▶ _Rows_
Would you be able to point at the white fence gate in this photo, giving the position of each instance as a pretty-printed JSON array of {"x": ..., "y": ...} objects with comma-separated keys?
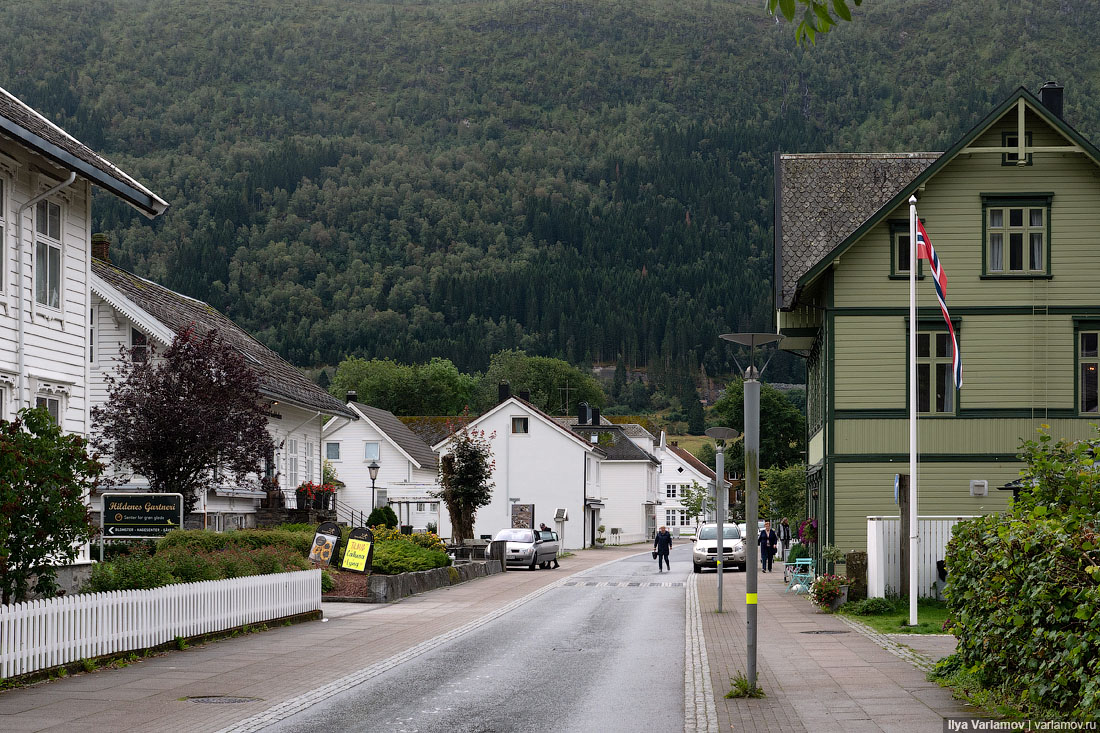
[
  {"x": 43, "y": 634},
  {"x": 883, "y": 553}
]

▶ _Task directions_
Write down the rows above verbatim, omitting the picture.

▶ _Final result_
Would you be able to point at the white fence gate in this photo, giving the position of each instance as a pretty-printed JSON array of {"x": ..., "y": ...} objects with comma-separated keys?
[
  {"x": 43, "y": 634},
  {"x": 883, "y": 553}
]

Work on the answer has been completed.